Convert every row below into a JSON list of strings, with one string per line and no blank lines.

- [Rows listed in a dataset]
_____

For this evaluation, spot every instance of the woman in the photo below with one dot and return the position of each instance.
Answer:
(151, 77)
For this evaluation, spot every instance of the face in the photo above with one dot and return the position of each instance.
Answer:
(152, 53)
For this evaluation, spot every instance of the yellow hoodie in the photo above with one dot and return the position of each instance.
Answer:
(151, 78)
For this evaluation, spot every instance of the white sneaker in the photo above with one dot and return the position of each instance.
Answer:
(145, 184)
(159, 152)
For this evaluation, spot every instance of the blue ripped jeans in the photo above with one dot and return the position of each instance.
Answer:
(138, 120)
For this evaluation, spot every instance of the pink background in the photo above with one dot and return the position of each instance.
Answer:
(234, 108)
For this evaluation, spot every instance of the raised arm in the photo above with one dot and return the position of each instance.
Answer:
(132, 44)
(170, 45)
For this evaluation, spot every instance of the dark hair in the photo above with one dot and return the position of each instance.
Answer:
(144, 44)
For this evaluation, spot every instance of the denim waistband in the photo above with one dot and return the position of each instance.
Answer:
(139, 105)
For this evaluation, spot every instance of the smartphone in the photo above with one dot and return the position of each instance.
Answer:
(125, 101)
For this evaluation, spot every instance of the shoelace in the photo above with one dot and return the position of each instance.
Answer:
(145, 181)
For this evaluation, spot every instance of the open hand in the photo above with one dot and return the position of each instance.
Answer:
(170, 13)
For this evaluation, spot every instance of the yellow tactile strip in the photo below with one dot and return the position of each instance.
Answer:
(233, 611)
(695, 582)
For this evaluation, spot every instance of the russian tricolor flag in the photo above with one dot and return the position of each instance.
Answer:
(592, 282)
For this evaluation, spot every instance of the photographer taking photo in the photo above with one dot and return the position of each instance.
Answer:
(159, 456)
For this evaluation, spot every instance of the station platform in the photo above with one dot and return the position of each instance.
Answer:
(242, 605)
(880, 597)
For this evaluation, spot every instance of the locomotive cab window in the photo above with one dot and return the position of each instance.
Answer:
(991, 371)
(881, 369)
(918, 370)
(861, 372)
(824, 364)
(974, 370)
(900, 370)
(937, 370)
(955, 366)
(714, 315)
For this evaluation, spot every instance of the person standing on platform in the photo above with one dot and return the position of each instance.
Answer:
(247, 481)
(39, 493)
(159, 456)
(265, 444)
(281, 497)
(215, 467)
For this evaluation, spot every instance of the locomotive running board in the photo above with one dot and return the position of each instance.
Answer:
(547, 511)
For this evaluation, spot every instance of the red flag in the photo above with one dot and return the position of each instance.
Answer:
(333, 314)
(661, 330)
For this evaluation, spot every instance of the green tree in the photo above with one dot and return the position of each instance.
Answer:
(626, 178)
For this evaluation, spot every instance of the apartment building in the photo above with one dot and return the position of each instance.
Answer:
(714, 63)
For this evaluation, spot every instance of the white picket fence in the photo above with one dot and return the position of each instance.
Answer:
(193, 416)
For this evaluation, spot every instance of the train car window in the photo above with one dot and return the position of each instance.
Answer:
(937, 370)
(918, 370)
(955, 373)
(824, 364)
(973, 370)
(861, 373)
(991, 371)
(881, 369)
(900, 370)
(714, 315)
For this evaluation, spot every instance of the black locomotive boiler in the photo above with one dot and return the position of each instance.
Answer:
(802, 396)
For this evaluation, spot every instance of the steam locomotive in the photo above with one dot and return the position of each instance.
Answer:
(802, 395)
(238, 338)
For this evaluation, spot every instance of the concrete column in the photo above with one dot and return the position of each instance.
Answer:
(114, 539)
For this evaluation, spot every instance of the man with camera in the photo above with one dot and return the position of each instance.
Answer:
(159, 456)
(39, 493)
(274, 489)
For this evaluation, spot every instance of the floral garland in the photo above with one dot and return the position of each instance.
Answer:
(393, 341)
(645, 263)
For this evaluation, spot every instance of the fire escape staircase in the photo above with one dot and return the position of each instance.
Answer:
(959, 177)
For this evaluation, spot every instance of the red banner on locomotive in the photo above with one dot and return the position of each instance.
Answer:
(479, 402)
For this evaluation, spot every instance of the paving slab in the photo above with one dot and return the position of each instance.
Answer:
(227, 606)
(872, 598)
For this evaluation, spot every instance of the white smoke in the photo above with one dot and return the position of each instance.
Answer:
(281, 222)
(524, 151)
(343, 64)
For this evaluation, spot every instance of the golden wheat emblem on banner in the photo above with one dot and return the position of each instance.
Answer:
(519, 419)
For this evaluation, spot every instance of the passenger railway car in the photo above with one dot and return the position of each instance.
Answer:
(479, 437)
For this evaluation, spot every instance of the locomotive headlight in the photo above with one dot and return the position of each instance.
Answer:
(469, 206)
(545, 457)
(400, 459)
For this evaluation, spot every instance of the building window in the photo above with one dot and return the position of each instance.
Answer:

_____

- [Result of the task]
[
  "For this evaluation, spot every instance of the woman in the photo below with one dot and return the position of each instance.",
  "Answer:",
  "(151, 77)",
  "For this evaluation, spot every instance of the face in the photo above with one dot and return the position of each instance.",
  "Answer:",
  "(152, 53)",
  "For this evaluation, spot every instance of the yellow hoodie in the photo above with one dot and return the position of each instance.",
  "Answer:",
  "(151, 78)",
  "For this evaluation, spot every instance of the white sneaker in the photo above with one dot and return the position of each instance.",
  "Answer:",
  "(145, 184)",
  "(159, 152)",
  "For this evaluation, spot every instance of the blue ripped jeans in the photo above with one dot and return the position of each instance.",
  "Answer:",
  "(138, 120)",
  "For this evaluation, spot every instance of the pink background in the photo above with one dot and return the position of each instance.",
  "Answer:",
  "(234, 108)",
  "For this evaluation, spot every instance of the raised arm in the photo above with one dot and return the position of each instance.",
  "Answer:",
  "(132, 44)",
  "(170, 45)",
  "For this evaluation, spot every instance of the dark hair in the photo above with one dot and return the position of each instance.",
  "Answer:",
  "(144, 44)",
  "For this evaluation, spot every instance of the denim waistband in the photo above with one dot and return the position of each instance.",
  "Answer:",
  "(139, 105)",
  "For this evaluation, spot every instance of the smartphone in the photo above with one dot and return the position of each instance.",
  "Answer:",
  "(125, 101)",
  "For this evaluation, spot every instance of the shoelace in the photo above with one dot and return the position of each instance.",
  "Answer:",
  "(145, 181)",
  "For this evaluation, spot every instance of the open hand in the photo above with one dot and return the position of each instance.",
  "Answer:",
  "(170, 13)",
  "For this evaluation, spot every instance of the yellow tactile strip in the photo below with one dot and return the position of each instance.",
  "Answer:",
  "(233, 611)",
  "(695, 582)",
  "For this evaluation, spot every instance of the russian tricolor flag in the photo above with one dot and return the position of each instance.",
  "Answer:",
  "(592, 282)",
  "For this evaluation, spot every instance of the photographer taking photo in the photo above with one dot and return the position of each instance.",
  "Answer:",
  "(159, 456)",
  "For this evaluation, spot every instance of the station platform in the photo above with one dot and return the position of each instance.",
  "Answer:",
  "(242, 605)",
  "(880, 597)",
  "For this evaluation, spot every instance of the locomotive cab window in the photo above with one dot and return the position of each instance.",
  "Answer:",
  "(991, 371)",
  "(881, 369)",
  "(918, 370)",
  "(861, 372)",
  "(824, 364)",
  "(974, 370)",
  "(900, 370)",
  "(937, 370)",
  "(955, 366)",
  "(714, 315)",
  "For this evaluation, spot every instance of the person standing on platform in the photo above with one dot and return the position of each instance.",
  "Answer:",
  "(247, 481)",
  "(39, 493)",
  "(159, 456)",
  "(265, 444)",
  "(281, 497)",
  "(215, 467)",
  "For this evaluation, spot every instance of the locomotive running board in the photo above with one dot and return the position of each instance.",
  "Answer:",
  "(547, 511)",
  "For this evaluation, spot every instance of the red flag in the photo above with one dot and return the position of each instance.",
  "Answer:",
  "(333, 314)",
  "(661, 330)",
  "For this evaluation, spot every instance of the green tree in the photo above with one dot and return the position of each instance.",
  "Answer:",
  "(626, 178)",
  "For this evaluation, spot every instance of the apartment building in the photo above with one dot and return the position of each instance.",
  "Answer:",
  "(714, 63)",
  "For this evaluation, spot every instance of the white picket fence in the photo above with one dot and return the position of each instance.",
  "Answer:",
  "(193, 416)",
  "For this evaluation, spot every instance of the train car window in the photo above with one dot and return the position of each instance.",
  "Answer:",
  "(937, 370)",
  "(918, 370)",
  "(955, 373)",
  "(824, 364)",
  "(973, 370)",
  "(861, 373)",
  "(991, 371)",
  "(881, 369)",
  "(900, 370)",
  "(714, 315)",
  "For this evaluation, spot every instance of the black locomotive boiler in the photo above with one dot and return the position of each instance.",
  "Answer:",
  "(802, 396)",
  "For this evaluation, spot every instance of the steam locomotive in the photo above with one dot and return the position of each instance.",
  "Answer:",
  "(802, 395)",
  "(238, 338)",
  "For this evaluation, spot every instance of the concrete column in the photo above with one dot and return the position of each instance.",
  "Answer:",
  "(114, 539)",
  "For this evaluation, spot every instance of the man with camera in the photo above with one dot and return the position of each instance.",
  "Answer:",
  "(159, 456)",
  "(39, 493)",
  "(274, 489)",
  "For this evaluation, spot every instance of the floral garland in the photo above with one dot and return the position of each instance.",
  "Answer:",
  "(393, 341)",
  "(645, 263)",
  "For this evaluation, spot every instance of the fire escape staircase in the photo above with one dot and return the position of each instance.",
  "Answer:",
  "(959, 177)",
  "For this evaluation, spot every instance of the red banner on locomotive in the photo above with one dot and return the position of each instance.",
  "Answer:",
  "(479, 402)",
  "For this evaluation, spot every instance of the paving slab in the photo above with one dot and return the position of each instance.",
  "Answer:",
  "(227, 606)",
  "(872, 598)",
  "For this evaluation, spot every instance of the white smoke in the photo above with one dot and return the position of each instance.",
  "Answer:",
  "(281, 222)",
  "(524, 151)",
  "(343, 64)",
  "For this evaluation, spot every instance of the golden wheat emblem on banner in the photo above with one dot and return the position of each instance.",
  "Answer:",
  "(519, 419)",
  "For this evaluation, spot every instance of the passenger railway car in the photo above with one dot and return the position of each instance.",
  "Answer:",
  "(479, 437)",
  "For this evaluation, spot every instance of the locomotive headlight in the photo above with one dot and return the position of each instance.",
  "Answer:",
  "(469, 206)",
  "(545, 457)",
  "(400, 459)",
  "For this evaluation, spot every instance of the building window in the photo above with one dot and return the position of each instance.",
  "Answer:"
]